THE PROBLEM. Reproduce, word for word, the stretch of the post on EBS multi-attach from "Some of you" through "and managing datasets.".

SELECTED EXCERPT.
:::
Stop duplicating deep learning training datasets with Amazon EBS multi-attach

(Edit 02/26/20: AWS support team has put out a warning discouraging the use of standard file systems such as xfs with EBS multi-attach. xfs is not a cluster-aware file system and may lead to data loss in a multi-access cluster setup. In my experiments, both examples in this blog post ran with no issues, but exercise caution for production workloads. Read more here.)
Some of you doing deep learning are lucky enough to have infrastructure teams who’ll help set up GPUs clusters for you, install and manage job schedulers, and host and manage file systems for training datasets.
The rest of you, well, you have to manage your own setups. At some point in your development process, you’ll start to explore distributed training and running parallel model and hyperparmeter search experiments. And as you consider scaling options, you realize that adding more GPUs with EC2 is easy. The not so easy part? — replicating and managing datasets.
:::
DATA.

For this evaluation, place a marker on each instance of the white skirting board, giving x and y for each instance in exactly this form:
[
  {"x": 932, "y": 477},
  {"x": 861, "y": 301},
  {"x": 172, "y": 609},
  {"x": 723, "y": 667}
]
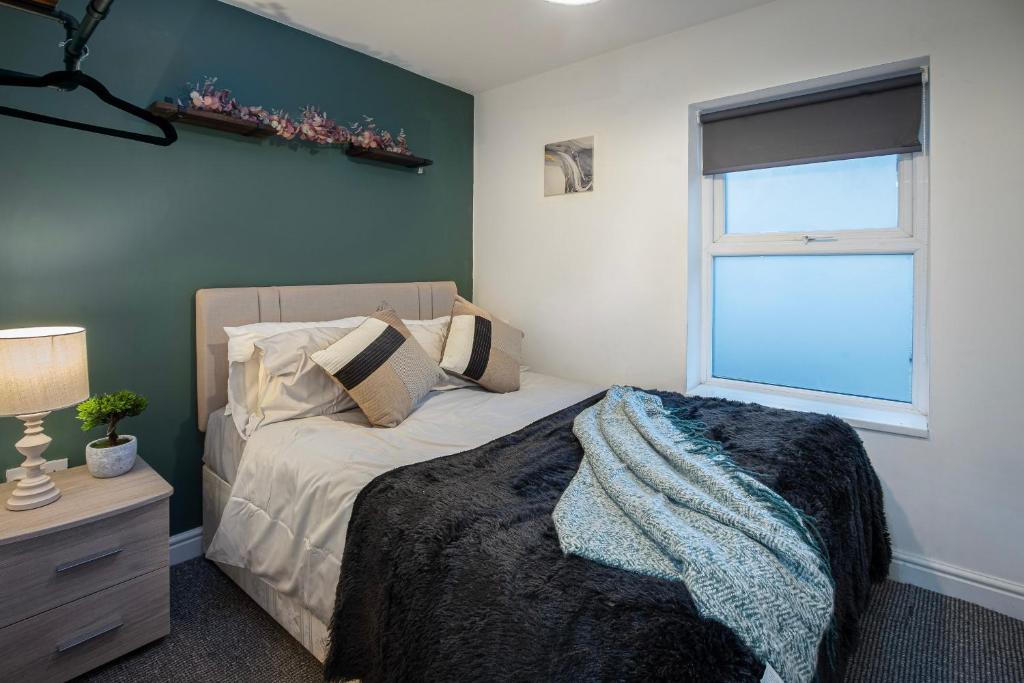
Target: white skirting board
[
  {"x": 996, "y": 594},
  {"x": 186, "y": 545}
]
:::
EXERCISE ANSWER.
Some of you doing deep learning are lucky enough to have infrastructure teams who’ll help set up GPUs clusters for you, install and manage job schedulers, and host and manage file systems for training datasets.
The rest of you, well, you have to manage your own setups. At some point in your development process, you’ll start to explore distributed training and running parallel model and hyperparmeter search experiments. And as you consider scaling options, you realize that adding more GPUs with EC2 is easy. The not so easy part? — replicating and managing datasets.